BEGIN Text section

Multimedia | Trade and Globalization

Who benefits from international trade agreements?

From time-to-time, EPI contributes segments for broadcast on Workers Independent News. In February 2016, EPI Communications Director Liz Rose interviewed Research and Policy Director Josh Bivens. Listen to audio above. A lightly edited transcript is below.

Liz Rose:

A recent New York Times article resurfaced something that has been known for some time: globalization — and the trade agreements that write the rules of the game of globalization —  are not a given “win-win.”

Instead, globalization and trade agreements both give and take – and in the U.S. there are lots of reason to believe that they’ve taken a lot more — and from a lot more people — than is generally acknowledged in our limited trade debates.

We’ve asked Josh Bivens of the Economic Policy Institute to unpack this for us.

Josh Bivens:

That’s right.

Even genuine free trade – removing discriminatory barriers to foreign goods coming into the U.S. – could likely be pretty tough on most American workers. Given that workers without a 4-year college degree are a LOT more abundant in the global economy than in the U.S. economy, economic integration has put substantial downward pressure on non-college wages in the U.S.  And this isn’t just a story about manufacturing. Landscapers and construction workers might not get replaced by imports, but their wages are hurt if they have to compete with textile and steel workers whose jobs did get displaced by trade.

END Text section
BEGIN Study material

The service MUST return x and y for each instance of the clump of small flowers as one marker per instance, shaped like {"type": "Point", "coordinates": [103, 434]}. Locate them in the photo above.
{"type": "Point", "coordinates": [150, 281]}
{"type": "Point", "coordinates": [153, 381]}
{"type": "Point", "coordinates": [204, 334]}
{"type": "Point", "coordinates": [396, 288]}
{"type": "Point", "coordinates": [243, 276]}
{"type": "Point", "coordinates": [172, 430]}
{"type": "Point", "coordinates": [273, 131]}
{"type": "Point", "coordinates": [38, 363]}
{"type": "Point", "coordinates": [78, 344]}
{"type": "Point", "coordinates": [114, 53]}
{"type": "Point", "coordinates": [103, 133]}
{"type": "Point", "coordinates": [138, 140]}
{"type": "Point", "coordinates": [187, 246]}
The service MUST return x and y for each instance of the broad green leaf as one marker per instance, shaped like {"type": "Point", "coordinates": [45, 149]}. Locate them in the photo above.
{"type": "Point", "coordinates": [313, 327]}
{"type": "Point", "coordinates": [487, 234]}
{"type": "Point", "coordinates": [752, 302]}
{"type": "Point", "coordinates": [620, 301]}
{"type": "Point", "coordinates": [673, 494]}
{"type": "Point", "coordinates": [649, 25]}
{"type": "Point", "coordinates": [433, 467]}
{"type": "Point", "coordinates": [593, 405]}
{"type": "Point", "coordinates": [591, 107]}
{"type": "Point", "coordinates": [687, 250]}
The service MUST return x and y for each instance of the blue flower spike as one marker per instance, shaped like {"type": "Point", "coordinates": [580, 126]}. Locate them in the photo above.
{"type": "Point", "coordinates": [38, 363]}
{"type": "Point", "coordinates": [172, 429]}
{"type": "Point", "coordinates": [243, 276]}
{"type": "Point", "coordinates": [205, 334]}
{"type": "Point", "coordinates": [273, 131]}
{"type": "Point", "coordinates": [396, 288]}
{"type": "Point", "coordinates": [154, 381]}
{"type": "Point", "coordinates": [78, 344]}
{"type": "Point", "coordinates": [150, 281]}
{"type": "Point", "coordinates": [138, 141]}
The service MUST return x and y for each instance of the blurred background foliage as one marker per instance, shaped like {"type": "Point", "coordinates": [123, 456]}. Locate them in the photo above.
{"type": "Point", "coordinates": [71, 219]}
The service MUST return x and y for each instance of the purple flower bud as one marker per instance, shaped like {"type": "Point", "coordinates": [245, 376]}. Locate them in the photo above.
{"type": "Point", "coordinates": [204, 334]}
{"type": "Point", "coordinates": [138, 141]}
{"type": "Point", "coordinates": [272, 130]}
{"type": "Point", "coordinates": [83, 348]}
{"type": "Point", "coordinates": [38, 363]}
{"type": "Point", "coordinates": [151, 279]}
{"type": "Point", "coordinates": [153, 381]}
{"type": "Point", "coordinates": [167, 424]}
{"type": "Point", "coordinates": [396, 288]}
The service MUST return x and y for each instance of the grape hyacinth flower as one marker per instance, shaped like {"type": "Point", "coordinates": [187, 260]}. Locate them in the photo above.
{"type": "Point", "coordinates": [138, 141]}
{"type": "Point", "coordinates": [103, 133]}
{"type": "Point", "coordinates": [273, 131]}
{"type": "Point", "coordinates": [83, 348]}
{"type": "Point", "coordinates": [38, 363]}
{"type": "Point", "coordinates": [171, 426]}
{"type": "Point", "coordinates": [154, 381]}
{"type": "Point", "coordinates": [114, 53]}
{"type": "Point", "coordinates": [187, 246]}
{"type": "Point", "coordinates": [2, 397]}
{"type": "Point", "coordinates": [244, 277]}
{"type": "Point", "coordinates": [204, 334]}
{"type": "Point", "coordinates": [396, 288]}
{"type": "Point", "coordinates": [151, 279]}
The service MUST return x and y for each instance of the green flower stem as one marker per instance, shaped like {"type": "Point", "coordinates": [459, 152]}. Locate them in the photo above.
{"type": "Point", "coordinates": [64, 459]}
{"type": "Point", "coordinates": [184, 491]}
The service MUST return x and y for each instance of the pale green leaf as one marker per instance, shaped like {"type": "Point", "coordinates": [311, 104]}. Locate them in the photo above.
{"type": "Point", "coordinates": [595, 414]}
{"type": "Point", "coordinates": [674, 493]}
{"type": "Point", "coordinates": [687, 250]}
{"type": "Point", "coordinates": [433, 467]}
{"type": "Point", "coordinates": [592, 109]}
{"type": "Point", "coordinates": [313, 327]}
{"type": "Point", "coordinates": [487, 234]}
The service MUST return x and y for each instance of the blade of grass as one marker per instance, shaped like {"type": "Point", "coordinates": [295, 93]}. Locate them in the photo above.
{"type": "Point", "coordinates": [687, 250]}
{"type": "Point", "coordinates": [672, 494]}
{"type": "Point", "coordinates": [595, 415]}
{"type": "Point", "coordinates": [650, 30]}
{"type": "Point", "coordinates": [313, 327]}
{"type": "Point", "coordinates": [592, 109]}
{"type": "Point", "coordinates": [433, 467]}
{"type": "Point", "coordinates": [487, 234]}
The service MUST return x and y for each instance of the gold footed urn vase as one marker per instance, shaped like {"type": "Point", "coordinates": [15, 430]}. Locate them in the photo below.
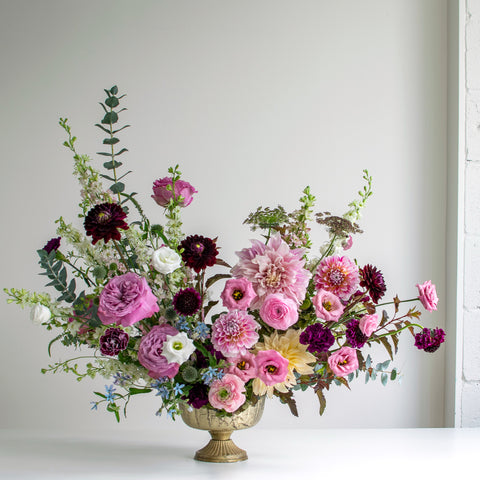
{"type": "Point", "coordinates": [221, 449]}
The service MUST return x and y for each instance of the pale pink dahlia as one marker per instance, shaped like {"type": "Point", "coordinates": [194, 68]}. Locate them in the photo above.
{"type": "Point", "coordinates": [273, 268]}
{"type": "Point", "coordinates": [234, 333]}
{"type": "Point", "coordinates": [338, 275]}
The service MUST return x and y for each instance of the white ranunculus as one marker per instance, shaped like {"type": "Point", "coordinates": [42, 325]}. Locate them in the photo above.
{"type": "Point", "coordinates": [177, 348]}
{"type": "Point", "coordinates": [40, 314]}
{"type": "Point", "coordinates": [165, 260]}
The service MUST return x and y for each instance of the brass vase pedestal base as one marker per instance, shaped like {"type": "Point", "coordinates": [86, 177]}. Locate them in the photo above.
{"type": "Point", "coordinates": [221, 449]}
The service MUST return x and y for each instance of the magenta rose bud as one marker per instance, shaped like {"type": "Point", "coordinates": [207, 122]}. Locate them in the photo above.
{"type": "Point", "coordinates": [428, 295]}
{"type": "Point", "coordinates": [272, 367]}
{"type": "Point", "coordinates": [279, 311]}
{"type": "Point", "coordinates": [150, 352]}
{"type": "Point", "coordinates": [163, 196]}
{"type": "Point", "coordinates": [126, 299]}
{"type": "Point", "coordinates": [343, 361]}
{"type": "Point", "coordinates": [227, 393]}
{"type": "Point", "coordinates": [237, 294]}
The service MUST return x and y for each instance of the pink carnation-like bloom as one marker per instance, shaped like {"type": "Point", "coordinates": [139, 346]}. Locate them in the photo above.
{"type": "Point", "coordinates": [150, 352]}
{"type": "Point", "coordinates": [327, 306]}
{"type": "Point", "coordinates": [227, 393]}
{"type": "Point", "coordinates": [428, 295]}
{"type": "Point", "coordinates": [343, 361]}
{"type": "Point", "coordinates": [338, 275]}
{"type": "Point", "coordinates": [272, 367]}
{"type": "Point", "coordinates": [182, 189]}
{"type": "Point", "coordinates": [368, 324]}
{"type": "Point", "coordinates": [126, 299]}
{"type": "Point", "coordinates": [273, 268]}
{"type": "Point", "coordinates": [234, 332]}
{"type": "Point", "coordinates": [279, 311]}
{"type": "Point", "coordinates": [243, 366]}
{"type": "Point", "coordinates": [237, 294]}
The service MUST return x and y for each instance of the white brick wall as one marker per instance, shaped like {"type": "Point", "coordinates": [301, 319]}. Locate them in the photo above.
{"type": "Point", "coordinates": [470, 403]}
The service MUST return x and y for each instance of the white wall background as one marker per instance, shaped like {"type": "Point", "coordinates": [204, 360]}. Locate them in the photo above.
{"type": "Point", "coordinates": [255, 100]}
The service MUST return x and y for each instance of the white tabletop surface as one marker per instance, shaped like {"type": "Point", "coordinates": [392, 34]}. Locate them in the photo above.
{"type": "Point", "coordinates": [273, 454]}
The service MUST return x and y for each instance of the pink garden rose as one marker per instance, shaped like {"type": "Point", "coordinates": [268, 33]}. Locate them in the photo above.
{"type": "Point", "coordinates": [182, 189]}
{"type": "Point", "coordinates": [227, 393]}
{"type": "Point", "coordinates": [243, 366]}
{"type": "Point", "coordinates": [150, 352]}
{"type": "Point", "coordinates": [279, 311]}
{"type": "Point", "coordinates": [234, 332]}
{"type": "Point", "coordinates": [126, 299]}
{"type": "Point", "coordinates": [237, 294]}
{"type": "Point", "coordinates": [327, 306]}
{"type": "Point", "coordinates": [272, 367]}
{"type": "Point", "coordinates": [368, 324]}
{"type": "Point", "coordinates": [428, 295]}
{"type": "Point", "coordinates": [343, 361]}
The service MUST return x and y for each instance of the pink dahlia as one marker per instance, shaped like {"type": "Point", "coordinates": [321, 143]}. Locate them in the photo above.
{"type": "Point", "coordinates": [338, 275]}
{"type": "Point", "coordinates": [273, 268]}
{"type": "Point", "coordinates": [234, 332]}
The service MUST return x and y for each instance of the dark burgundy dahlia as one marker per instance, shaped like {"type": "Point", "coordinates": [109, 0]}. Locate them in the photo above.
{"type": "Point", "coordinates": [318, 338]}
{"type": "Point", "coordinates": [372, 279]}
{"type": "Point", "coordinates": [187, 302]}
{"type": "Point", "coordinates": [104, 220]}
{"type": "Point", "coordinates": [429, 339]}
{"type": "Point", "coordinates": [199, 252]}
{"type": "Point", "coordinates": [113, 341]}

END Study material

Continue the interview transcript on who benefits from international trade agreements, starting right after the sentence ending "whose jobs did get displaced by trade."

● Written response
But the trade agreements we sign and debate – like the proposed Trans-Pacific Partnership – have almost nothing to do with free trade. These agreements are really just selective protectionism. Some participants will get exposed to the full brunt of global competition – like U.S. factory workers. But some will have the rules protecting them from competition made even stronger – like some pharmaceutical companies. They use these agreements to force developing country governments to serve as bill collectors to enforce their patents, which drives up drug costs.

Worse, there are really pressing economic challenges in front of us that smart international agreements could help solve. For example, we could harmonize international taxes on corporations and boost enforcement across countries to address the problem of tax havens. And we could institute measures to stop countries from managing their exchange rates for competitive gain – a practice that has ballooned the U.S. trade deficit in recent decades. And we could adopt a harmonized approach to pricing carbon to make mitigating global climate change more efficient.

But instead we seem determined to march forward with agreements that give to the already affluent and take from the rest. And then act surprised when this happens.